- **Items from a dataset**:

○ ○ ○ ○ ○ ○ ○

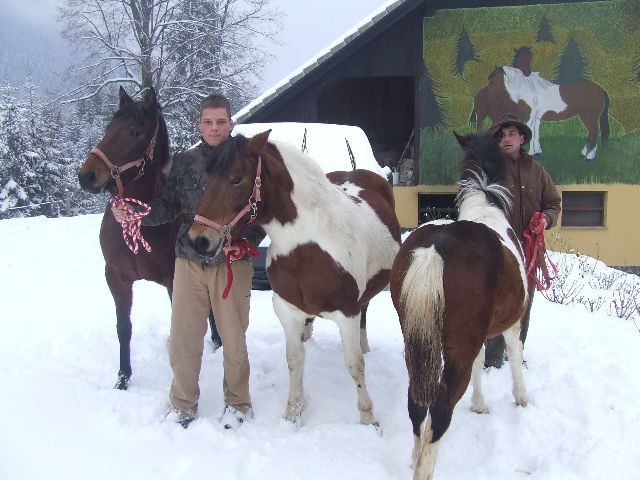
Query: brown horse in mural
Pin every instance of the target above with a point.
(131, 161)
(533, 99)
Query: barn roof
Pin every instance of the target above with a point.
(388, 13)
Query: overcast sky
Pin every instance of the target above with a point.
(311, 25)
(308, 26)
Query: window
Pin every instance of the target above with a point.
(435, 206)
(583, 209)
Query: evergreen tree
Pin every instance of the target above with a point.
(636, 72)
(185, 49)
(432, 114)
(465, 52)
(544, 31)
(572, 66)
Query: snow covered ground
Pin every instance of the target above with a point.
(60, 418)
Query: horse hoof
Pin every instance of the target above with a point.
(482, 409)
(123, 382)
(377, 426)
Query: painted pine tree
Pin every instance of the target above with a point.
(544, 31)
(465, 52)
(432, 114)
(572, 66)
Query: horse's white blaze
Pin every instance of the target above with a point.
(328, 216)
(537, 92)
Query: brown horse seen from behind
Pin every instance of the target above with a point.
(131, 161)
(454, 284)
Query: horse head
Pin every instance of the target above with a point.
(522, 60)
(136, 142)
(484, 167)
(232, 197)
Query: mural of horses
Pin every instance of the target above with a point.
(493, 104)
(333, 240)
(454, 284)
(550, 102)
(131, 161)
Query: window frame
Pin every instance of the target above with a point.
(574, 213)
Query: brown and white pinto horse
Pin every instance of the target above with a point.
(454, 284)
(131, 161)
(333, 240)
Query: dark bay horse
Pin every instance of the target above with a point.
(333, 240)
(454, 284)
(131, 161)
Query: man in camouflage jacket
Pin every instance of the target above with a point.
(200, 280)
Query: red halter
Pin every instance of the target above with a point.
(252, 205)
(117, 171)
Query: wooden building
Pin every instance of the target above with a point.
(417, 69)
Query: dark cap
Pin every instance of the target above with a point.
(509, 120)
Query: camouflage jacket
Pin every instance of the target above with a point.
(180, 198)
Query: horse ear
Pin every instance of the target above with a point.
(125, 99)
(257, 143)
(150, 101)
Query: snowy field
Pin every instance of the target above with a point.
(60, 418)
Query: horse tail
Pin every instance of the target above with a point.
(604, 120)
(422, 302)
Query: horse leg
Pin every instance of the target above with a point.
(293, 323)
(308, 329)
(478, 404)
(364, 340)
(215, 336)
(534, 125)
(454, 382)
(590, 121)
(354, 360)
(121, 290)
(514, 351)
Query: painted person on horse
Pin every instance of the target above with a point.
(532, 190)
(200, 281)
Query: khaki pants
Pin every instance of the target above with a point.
(194, 289)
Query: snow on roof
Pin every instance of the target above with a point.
(323, 55)
(324, 142)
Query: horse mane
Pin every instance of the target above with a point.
(136, 112)
(220, 157)
(482, 170)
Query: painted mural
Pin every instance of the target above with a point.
(570, 71)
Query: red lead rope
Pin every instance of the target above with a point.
(131, 227)
(237, 249)
(535, 254)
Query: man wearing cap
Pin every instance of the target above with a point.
(532, 190)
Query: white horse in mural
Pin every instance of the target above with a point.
(551, 102)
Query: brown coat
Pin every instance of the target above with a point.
(533, 191)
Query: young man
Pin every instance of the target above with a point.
(199, 281)
(532, 190)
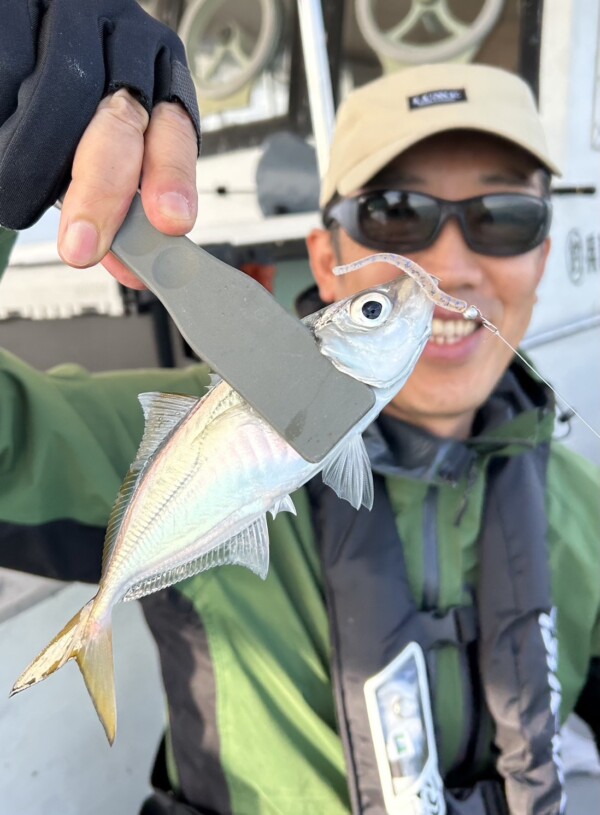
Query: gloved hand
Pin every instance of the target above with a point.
(58, 60)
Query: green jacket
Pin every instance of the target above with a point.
(261, 651)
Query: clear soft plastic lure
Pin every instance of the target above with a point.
(430, 286)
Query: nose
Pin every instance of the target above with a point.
(451, 260)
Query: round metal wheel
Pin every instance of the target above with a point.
(226, 53)
(438, 19)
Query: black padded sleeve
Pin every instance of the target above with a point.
(58, 59)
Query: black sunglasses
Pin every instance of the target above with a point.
(498, 224)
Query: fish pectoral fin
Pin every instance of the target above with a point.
(349, 474)
(214, 379)
(284, 504)
(162, 412)
(91, 647)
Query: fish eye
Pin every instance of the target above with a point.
(370, 309)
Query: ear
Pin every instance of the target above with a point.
(323, 258)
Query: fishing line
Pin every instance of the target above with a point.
(430, 286)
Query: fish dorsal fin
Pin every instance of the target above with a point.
(349, 474)
(284, 504)
(249, 548)
(162, 412)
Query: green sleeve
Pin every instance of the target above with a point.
(67, 437)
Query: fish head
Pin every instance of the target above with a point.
(377, 335)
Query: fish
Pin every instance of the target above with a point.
(208, 470)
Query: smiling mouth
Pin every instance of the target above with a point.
(450, 332)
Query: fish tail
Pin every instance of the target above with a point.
(88, 641)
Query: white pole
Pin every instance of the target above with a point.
(316, 65)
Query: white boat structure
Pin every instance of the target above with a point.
(263, 71)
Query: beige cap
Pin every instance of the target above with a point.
(382, 119)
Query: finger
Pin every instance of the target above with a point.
(105, 177)
(169, 192)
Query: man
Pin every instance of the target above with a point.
(482, 537)
(93, 95)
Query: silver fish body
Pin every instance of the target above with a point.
(207, 472)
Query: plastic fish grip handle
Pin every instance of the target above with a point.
(243, 333)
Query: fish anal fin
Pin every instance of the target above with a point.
(90, 644)
(284, 504)
(249, 548)
(349, 474)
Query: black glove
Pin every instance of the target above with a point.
(58, 59)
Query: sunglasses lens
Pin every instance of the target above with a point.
(505, 225)
(395, 219)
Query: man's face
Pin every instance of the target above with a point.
(457, 371)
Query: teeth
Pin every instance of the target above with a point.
(448, 332)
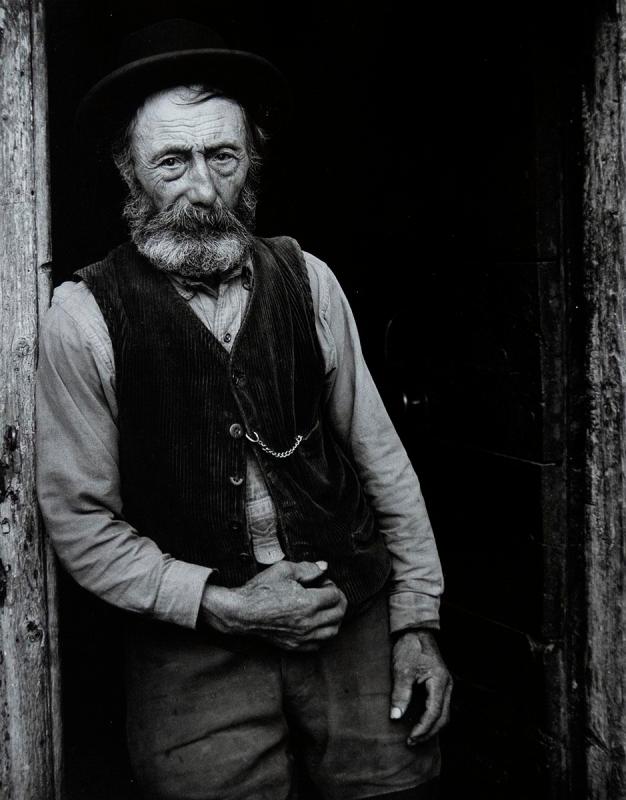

○ ○ ○ ○ ○ ○ ○

- **EXERCISE INSTRUCTIONS**:
Please transcribe every entry exactly as written, leaving the pictures out.

- **EXERCISE SOLUTION**:
Query: brown horse in mural
Pin every instance of the target above with a point.
(131, 161)
(533, 99)
Query: barn roof
Pin every instance of the target above with a point.
(388, 13)
Query: overcast sky
Pin every instance of the target above with a point.
(311, 25)
(308, 26)
Query: window
Pin every instance of the target above with a point.
(435, 206)
(583, 209)
Query: evergreen tree
Pin every instance of the target above with a point.
(636, 72)
(185, 49)
(432, 114)
(465, 52)
(544, 31)
(572, 66)
Query: snow covered ground
Pin every instance of the target above with a point.
(60, 418)
Query: horse hoof
Pin every instance of the target above with a point.
(482, 409)
(123, 382)
(377, 426)
Query: painted pine tree
Pin every instance of the target above with a point.
(544, 31)
(465, 52)
(432, 114)
(572, 66)
Query: horse's white blaze
Pin every instance of the target above with a point.
(328, 216)
(537, 92)
Query: brown horse seen from behind
Pin every instance of the target above with a point.
(131, 161)
(454, 284)
Query: horse head
Pin every instance of the target above with a point.
(522, 60)
(136, 142)
(484, 167)
(232, 197)
Query: mural of horses
Pin every instance of the target above with a point.
(493, 104)
(333, 240)
(454, 284)
(550, 102)
(131, 161)
Query: window frame
Pin every instance of the target above with a point.
(574, 213)
Query: brown and white pinto horse
Pin every instance of the target above with a point.
(454, 284)
(131, 161)
(333, 240)
Query: dark bay horse
Pin every instance of the target above with a point.
(333, 240)
(454, 284)
(131, 161)
Query: man in camouflage jacket
Pin every instance of the target above with a point.
(200, 280)
Query: red halter
Pin every instance of the target above with a point.
(252, 205)
(117, 171)
Query: wooden building
Pin every instance of the target above with a point.
(417, 69)
Query: dark cap
Pin every instance of the target above with a point.
(509, 120)
Query: camouflage jacket
Pin every instance of the target above with a point.
(180, 198)
Query: horse ear
Pin every instance of the target above with a point.
(125, 99)
(257, 143)
(150, 101)
Query: snowy field
Pin every instance of the target above with a point.
(60, 418)
Query: horse tail
Pin every instance of the target above with a point.
(604, 120)
(422, 302)
Query: horse leg
Pin every instance of the target above with a point.
(293, 323)
(308, 329)
(478, 404)
(364, 340)
(215, 336)
(534, 125)
(454, 382)
(590, 121)
(354, 360)
(121, 290)
(514, 351)
Query: painted person on horse
Pin every instance of the target above with a point.
(532, 190)
(200, 281)
Query: khaki pants
Pin every instance of the target above with a point.
(194, 289)
Query: snow on roof
Pin every instance of the target above with a point.
(323, 55)
(324, 142)
Query: horse mane
Pin every instance of the target above with a point.
(136, 112)
(220, 157)
(482, 170)
Query: painted mural
Pin every instance of the target above with a point.
(570, 71)
Query: red lead rope
Pin every instance of the target above with a point.
(131, 227)
(237, 249)
(535, 254)
Query: man wearing cap
Pin every instance of the target above with a point.
(532, 190)
Query: white horse in mural
Pin every instance of the target above with a point.
(551, 102)
Query: brown coat
Pin every instance of the target above with a point.
(533, 191)
Query: young man
Pin every instance of the target above with a point.
(199, 281)
(532, 190)
Query: gloved hand
Pin every instance of the target above with a point.
(58, 60)
Query: green jacket
Pin every instance of the target above with a point.
(261, 651)
Query: clear soft plastic lure
Pin every instance of the target above with a point.
(430, 286)
Query: nose
Pin every instance of the target above with a point.
(451, 260)
Query: round metal wheel
Pin every instance of the target above with a point.
(226, 53)
(438, 19)
Query: black padded sleeve
Pin every instance of the target above with a point.
(58, 59)
Query: black sunglasses
Pin every instance of the target above with a point.
(498, 224)
Query: fish pectoral fin
Pin every instance of the target above with a point.
(349, 474)
(214, 379)
(284, 504)
(162, 412)
(91, 647)
Query: fish eye
Pin every instance of the target above with a point.
(370, 309)
Query: ear
Pin every instance of the target above with a point.
(323, 258)
Query: fishing line
Pin every instance of the target above with a point.
(430, 286)
Query: fish dorsal fin
Pin every instance of the target above with a point.
(349, 474)
(284, 504)
(249, 548)
(162, 412)
Query: green sleeve
Pin every instance of the target above with a point.
(67, 437)
Query: fish head
Pin every instance of the target above with a point.
(377, 335)
Query: fish
Pin every instance of the target above with a point.
(208, 470)
Query: smiling mouth
Pin every instance of the target above with a point.
(450, 332)
Query: fish tail
Pin every instance of the target above with a point.
(88, 641)
Query: white pole
Pin every instance of the target above with a point.
(316, 65)
Query: white boat structure
Pin every instance of the target above with a point.
(263, 71)
Query: beige cap
Pin every instance of the target above with a point.
(382, 119)
Query: finger
Pin every instance of the target above with a point.
(105, 177)
(169, 192)
Query: man
Pin every instance of the target above with a point.
(482, 537)
(93, 95)
Query: silver fish body
Pin every instance of the target above with a point.
(207, 472)
Query: plastic fish grip handle
Pin every instance of the target above with a point.
(243, 333)
Query: fish anal fin
Pin every instance of the target above with a point.
(90, 644)
(284, 504)
(249, 548)
(349, 474)
Query: black glove
Pin every instance of the target above with a point.
(58, 59)
Query: sunglasses lens
Pin every instance of the target above with a point.
(505, 225)
(395, 219)
Query: man's face
Pin every instance of the target above with a point.
(457, 371)
Query: teeth
Pin every instance of the target above with a point.
(448, 332)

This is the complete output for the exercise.